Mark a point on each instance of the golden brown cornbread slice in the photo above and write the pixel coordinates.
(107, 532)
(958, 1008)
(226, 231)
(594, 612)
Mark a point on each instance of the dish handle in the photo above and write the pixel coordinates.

***

• [What you will do]:
Reproduce the whole listing verbatim.

• [Written solution]:
Mark a point on each instance of the golden brown cornbread slice in the photo above and write the pixel coordinates.
(107, 532)
(958, 1008)
(226, 231)
(594, 612)
Mark a point on each instance of the dish handle in the photo above and write the pixel coordinates.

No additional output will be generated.